As ThinkFun’s newest logic game, Hacker goes above and beyond those introductory coding games, challenging players to add their own coding to an established scenario in order to complete a specific task.

Then the players have to locate vulnerabilities and correct them before they can move on to the next challenge.

But by working your way through the various difficulty levels — Beginner, Intermediate, Advanced, and Expert — the game introduces new elements and challenges to the player gradually, allowing younger solvers to develop their skills and learn new tricks as they work out increasingly complex scenarios.

Let’s look at one Intermediate-level challenge to give you a better idea of how the game works.

The first part of each challenge is the coding. Each challenge card presents you with the initial layout of the grid, as well as which commands are hard-coded into the scenario (listed on the Platform line), and the openings for you to code movements for your agent (shaded in on the Red Agent line).

In this scenario, the agent must retrieve a single data file and deliver it to the exit point.

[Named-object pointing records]
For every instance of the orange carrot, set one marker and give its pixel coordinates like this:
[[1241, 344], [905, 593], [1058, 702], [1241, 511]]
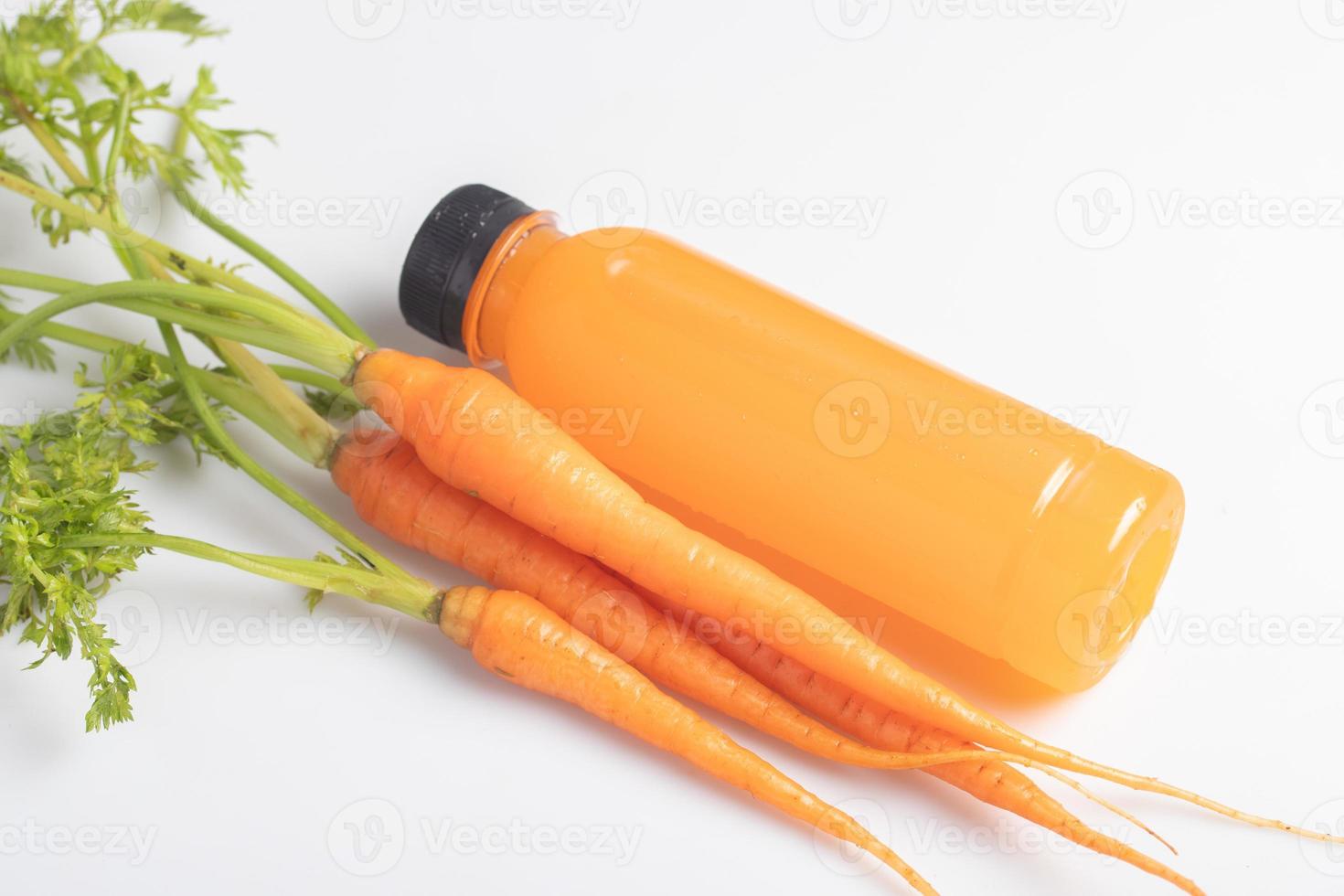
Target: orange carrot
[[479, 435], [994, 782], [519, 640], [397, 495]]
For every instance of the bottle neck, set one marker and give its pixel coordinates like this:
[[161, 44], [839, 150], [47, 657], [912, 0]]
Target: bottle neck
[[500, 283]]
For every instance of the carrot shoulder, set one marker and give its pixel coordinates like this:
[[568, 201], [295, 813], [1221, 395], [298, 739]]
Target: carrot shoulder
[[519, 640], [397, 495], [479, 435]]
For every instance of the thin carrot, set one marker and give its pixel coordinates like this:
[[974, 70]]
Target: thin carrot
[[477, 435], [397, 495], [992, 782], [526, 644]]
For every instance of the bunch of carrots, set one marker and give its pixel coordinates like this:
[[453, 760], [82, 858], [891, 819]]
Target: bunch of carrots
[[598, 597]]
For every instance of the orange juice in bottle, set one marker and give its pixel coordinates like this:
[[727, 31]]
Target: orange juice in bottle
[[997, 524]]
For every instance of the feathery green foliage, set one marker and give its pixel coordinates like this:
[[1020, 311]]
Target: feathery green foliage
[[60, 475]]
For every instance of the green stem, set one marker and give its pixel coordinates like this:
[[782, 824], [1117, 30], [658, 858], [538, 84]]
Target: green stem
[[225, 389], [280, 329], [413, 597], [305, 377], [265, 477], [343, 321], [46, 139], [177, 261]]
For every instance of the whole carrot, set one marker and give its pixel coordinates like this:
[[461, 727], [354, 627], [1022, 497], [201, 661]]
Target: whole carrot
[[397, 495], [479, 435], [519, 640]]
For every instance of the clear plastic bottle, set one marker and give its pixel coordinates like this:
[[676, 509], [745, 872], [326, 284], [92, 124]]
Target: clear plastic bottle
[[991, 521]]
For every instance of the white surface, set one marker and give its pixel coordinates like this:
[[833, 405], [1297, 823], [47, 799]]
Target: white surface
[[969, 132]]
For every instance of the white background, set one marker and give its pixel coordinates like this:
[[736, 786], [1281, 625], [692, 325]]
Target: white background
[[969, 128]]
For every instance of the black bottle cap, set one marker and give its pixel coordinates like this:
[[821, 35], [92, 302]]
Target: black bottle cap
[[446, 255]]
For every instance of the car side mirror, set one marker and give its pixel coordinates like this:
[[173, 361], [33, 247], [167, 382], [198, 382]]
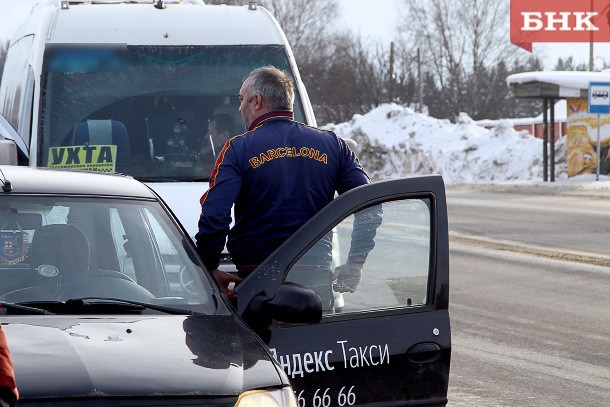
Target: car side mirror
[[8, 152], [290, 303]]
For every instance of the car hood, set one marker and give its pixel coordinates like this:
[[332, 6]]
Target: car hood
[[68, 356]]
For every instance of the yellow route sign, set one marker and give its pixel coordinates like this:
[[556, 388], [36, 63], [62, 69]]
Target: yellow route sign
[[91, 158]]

* * *

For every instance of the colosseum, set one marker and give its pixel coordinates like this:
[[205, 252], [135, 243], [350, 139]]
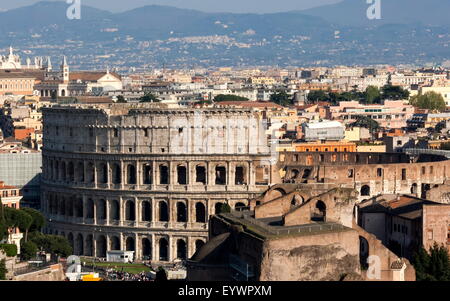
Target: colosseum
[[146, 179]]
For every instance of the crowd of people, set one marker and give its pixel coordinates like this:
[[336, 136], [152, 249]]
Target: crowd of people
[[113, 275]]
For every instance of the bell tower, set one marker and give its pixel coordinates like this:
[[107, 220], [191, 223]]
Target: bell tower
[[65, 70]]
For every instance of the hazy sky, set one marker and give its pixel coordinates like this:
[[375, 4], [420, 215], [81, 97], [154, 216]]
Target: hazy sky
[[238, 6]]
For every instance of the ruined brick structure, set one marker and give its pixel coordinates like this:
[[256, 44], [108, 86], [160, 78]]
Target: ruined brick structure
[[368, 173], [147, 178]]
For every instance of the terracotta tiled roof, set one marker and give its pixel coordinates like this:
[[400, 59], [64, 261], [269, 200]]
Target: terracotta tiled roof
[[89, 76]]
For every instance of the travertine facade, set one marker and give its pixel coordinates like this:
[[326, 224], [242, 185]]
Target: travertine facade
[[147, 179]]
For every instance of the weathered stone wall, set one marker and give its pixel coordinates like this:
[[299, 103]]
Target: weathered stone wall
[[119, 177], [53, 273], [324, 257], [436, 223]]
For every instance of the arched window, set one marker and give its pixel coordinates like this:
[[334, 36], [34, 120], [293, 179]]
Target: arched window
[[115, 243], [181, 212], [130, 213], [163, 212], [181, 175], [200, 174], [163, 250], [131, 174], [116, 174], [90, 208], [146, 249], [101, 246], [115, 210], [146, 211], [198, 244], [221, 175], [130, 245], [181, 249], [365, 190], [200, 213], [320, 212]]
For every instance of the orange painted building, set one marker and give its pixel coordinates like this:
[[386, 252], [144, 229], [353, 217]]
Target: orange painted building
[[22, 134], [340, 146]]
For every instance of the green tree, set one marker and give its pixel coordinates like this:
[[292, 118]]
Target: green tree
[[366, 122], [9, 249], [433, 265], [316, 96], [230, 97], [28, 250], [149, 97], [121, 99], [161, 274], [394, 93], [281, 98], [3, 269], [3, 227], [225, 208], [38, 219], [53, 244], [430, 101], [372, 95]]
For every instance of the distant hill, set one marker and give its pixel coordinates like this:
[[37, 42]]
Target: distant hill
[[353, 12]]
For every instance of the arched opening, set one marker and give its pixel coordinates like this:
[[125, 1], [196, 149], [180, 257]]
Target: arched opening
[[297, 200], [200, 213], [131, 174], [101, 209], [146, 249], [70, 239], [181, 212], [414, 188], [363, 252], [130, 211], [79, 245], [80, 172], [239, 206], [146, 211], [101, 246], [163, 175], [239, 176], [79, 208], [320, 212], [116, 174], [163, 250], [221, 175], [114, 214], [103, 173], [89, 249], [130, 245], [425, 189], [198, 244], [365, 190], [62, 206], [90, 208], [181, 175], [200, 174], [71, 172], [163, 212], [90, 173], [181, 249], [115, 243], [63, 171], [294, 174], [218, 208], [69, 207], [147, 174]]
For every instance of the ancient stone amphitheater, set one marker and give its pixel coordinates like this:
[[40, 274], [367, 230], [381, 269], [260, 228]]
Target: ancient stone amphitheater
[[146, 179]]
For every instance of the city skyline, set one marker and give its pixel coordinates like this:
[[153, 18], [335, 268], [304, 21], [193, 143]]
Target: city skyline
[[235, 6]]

# [WHAT THE TASK ASKS]
Reproduce the passage of the Hacker game text between "Then the players" and "the game works.", inclusive.

# [WRITTEN ANSWER]
Then the players have to locate vulnerabilities and correct them before they can move on to the next challenge.

But by working your way through the various difficulty levels — Beginner, Intermediate, Advanced, and Expert — the game introduces new elements and challenges to the player gradually, allowing younger solvers to develop their skills and learn new tricks as they work out increasingly complex scenarios.

Let’s look at one Intermediate-level challenge to give you a better idea of how the game works.